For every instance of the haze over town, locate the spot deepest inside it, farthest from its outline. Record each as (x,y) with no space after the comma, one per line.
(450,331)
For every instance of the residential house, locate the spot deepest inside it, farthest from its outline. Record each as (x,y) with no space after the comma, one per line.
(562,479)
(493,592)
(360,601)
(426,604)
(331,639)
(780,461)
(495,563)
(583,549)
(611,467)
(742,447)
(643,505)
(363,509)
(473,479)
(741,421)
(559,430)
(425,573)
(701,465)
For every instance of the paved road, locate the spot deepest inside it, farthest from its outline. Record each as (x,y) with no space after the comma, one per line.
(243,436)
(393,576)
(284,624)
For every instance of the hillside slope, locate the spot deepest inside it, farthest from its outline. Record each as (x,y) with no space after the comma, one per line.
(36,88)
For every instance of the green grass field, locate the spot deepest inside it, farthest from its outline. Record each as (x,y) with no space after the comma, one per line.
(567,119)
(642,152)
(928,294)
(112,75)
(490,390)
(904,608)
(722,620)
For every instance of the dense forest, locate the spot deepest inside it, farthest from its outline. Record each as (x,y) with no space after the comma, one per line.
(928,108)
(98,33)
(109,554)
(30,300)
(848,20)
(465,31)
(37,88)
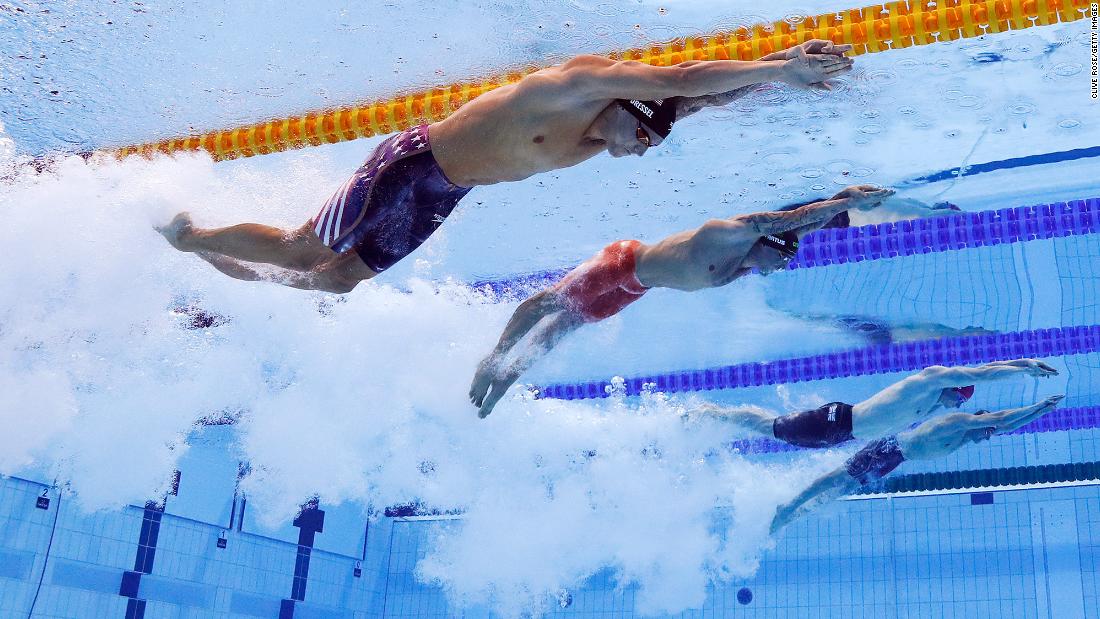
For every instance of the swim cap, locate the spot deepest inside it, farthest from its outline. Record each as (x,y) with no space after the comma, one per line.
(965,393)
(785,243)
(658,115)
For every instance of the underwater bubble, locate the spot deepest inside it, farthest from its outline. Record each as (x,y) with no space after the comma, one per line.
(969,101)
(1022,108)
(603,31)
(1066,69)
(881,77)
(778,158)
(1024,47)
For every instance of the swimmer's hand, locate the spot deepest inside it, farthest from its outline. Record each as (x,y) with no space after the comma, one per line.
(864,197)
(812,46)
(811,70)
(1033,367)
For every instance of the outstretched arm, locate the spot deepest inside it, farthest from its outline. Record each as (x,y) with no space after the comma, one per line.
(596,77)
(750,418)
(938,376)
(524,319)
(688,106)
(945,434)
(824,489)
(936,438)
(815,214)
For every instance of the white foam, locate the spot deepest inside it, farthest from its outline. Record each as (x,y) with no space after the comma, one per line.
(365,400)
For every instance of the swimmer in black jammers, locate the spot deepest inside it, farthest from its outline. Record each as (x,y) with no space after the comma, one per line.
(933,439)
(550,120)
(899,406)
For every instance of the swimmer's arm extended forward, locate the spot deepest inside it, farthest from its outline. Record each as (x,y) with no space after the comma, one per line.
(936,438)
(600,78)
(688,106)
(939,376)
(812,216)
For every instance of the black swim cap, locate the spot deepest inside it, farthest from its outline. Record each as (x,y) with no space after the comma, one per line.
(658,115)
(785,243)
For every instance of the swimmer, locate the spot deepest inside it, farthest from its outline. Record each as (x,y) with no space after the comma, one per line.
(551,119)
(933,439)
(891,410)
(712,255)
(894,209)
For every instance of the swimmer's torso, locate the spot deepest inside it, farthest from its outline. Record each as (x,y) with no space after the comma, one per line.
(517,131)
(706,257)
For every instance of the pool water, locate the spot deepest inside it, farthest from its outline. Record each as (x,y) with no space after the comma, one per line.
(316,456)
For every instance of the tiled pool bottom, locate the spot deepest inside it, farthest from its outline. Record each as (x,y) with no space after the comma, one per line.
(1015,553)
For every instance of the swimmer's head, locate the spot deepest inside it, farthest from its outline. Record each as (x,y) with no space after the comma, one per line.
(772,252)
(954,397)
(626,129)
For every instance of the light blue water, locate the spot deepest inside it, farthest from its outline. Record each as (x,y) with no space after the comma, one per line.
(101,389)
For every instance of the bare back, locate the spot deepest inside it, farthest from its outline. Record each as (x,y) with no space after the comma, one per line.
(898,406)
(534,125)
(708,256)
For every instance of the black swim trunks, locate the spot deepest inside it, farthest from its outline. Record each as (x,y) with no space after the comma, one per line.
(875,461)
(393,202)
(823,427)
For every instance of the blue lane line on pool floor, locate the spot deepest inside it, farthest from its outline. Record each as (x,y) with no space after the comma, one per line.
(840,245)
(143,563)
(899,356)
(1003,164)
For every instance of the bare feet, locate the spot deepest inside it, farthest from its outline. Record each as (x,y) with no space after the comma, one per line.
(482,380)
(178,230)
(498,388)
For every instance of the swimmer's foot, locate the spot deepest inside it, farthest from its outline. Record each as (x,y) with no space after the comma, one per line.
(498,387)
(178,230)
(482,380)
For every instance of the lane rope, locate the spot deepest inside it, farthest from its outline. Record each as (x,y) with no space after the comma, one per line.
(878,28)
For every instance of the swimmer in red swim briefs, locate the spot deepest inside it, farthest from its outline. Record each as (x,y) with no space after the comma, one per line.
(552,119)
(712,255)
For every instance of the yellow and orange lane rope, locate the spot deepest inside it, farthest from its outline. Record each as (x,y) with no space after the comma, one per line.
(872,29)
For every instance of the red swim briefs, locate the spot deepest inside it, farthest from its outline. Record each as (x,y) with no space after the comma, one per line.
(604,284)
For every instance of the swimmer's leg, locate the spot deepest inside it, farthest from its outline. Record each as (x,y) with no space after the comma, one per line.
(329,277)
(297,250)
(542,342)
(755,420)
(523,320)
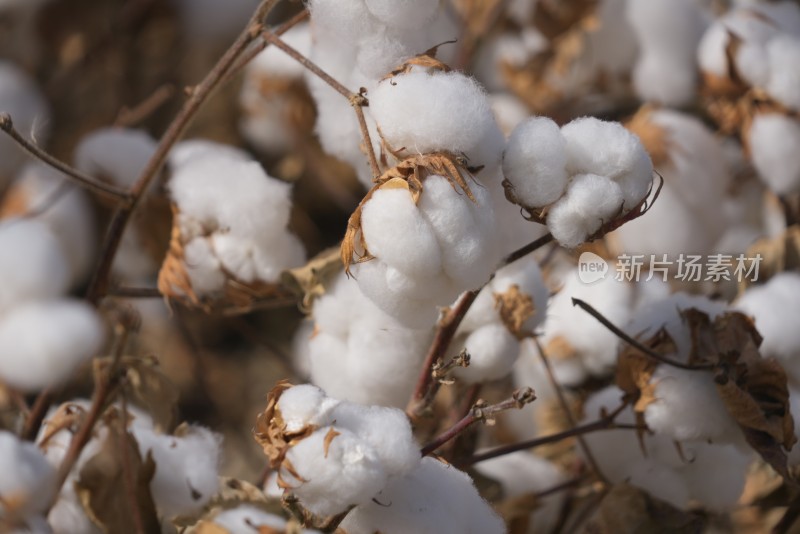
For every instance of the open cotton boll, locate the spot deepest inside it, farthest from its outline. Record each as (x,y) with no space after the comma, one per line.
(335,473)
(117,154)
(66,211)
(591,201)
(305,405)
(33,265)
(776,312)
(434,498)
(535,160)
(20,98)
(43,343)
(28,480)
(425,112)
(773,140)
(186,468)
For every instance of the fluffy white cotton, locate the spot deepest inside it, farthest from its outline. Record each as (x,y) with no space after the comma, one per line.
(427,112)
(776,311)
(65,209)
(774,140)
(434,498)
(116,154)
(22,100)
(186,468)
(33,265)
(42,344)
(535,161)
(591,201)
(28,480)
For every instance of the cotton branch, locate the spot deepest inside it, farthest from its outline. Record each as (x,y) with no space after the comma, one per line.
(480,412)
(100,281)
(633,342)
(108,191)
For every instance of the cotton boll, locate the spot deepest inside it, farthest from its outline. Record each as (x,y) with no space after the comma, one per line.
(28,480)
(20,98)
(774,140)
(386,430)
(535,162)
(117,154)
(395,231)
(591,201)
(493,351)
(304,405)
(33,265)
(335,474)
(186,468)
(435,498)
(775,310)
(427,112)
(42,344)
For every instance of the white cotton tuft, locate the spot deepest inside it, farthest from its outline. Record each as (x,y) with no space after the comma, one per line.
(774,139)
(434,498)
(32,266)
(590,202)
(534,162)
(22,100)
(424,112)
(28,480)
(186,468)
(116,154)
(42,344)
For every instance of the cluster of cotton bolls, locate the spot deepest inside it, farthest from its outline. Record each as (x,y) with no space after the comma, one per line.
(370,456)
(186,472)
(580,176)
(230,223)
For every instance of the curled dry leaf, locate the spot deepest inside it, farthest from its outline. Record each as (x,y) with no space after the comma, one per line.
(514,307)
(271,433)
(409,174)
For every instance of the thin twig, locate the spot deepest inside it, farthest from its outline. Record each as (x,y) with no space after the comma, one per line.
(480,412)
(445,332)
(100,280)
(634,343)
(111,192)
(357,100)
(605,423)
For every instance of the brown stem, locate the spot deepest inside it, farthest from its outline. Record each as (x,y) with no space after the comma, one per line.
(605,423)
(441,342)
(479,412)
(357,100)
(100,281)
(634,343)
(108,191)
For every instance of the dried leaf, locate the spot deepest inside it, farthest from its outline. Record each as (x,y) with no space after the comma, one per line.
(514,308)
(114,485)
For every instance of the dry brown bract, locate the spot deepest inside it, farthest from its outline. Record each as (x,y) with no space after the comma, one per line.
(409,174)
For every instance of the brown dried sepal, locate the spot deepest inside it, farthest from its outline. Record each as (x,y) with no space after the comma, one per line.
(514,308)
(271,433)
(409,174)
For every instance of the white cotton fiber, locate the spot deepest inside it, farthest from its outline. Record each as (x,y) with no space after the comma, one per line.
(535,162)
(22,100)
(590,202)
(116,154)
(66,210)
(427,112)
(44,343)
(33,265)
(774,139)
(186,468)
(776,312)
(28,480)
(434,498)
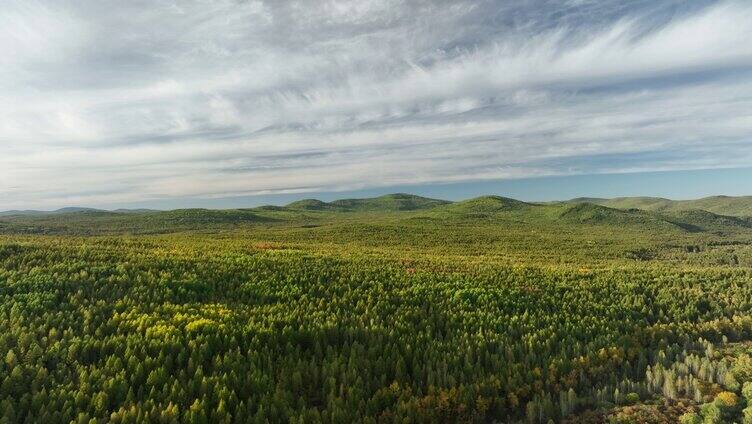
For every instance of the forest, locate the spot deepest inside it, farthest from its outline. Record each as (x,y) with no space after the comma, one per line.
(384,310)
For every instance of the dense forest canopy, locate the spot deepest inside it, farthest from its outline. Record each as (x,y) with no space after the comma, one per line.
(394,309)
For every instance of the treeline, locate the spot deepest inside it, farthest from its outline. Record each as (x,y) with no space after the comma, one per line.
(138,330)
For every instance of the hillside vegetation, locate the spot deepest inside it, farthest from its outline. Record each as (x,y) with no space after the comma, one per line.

------

Repeat, exactly and only, the lines above from the one containing "For every instance of the forest, locate" through the end of the material.

Result of the task:
For every instance of the forest, locate the spot deepest inside it, farthest from its outline. Record each as (x,y) with no space after the comma, one per line.
(384,310)
For every instance of the dense forest canopy, locate the spot deepest inside it, farthest from its outline. Record each as (x,y) with no space after the comma, one per line.
(394,309)
For every instance of the treeline, locate the spot deepest inside it, farthest from its outline. Record each as (x,y) with no space after the comma, one per line.
(138,330)
For every instance of the hillside vegetation, locate the spot deepest inside it, farthest from its outline. Record each as (x,y) with no space after the comma, one per line.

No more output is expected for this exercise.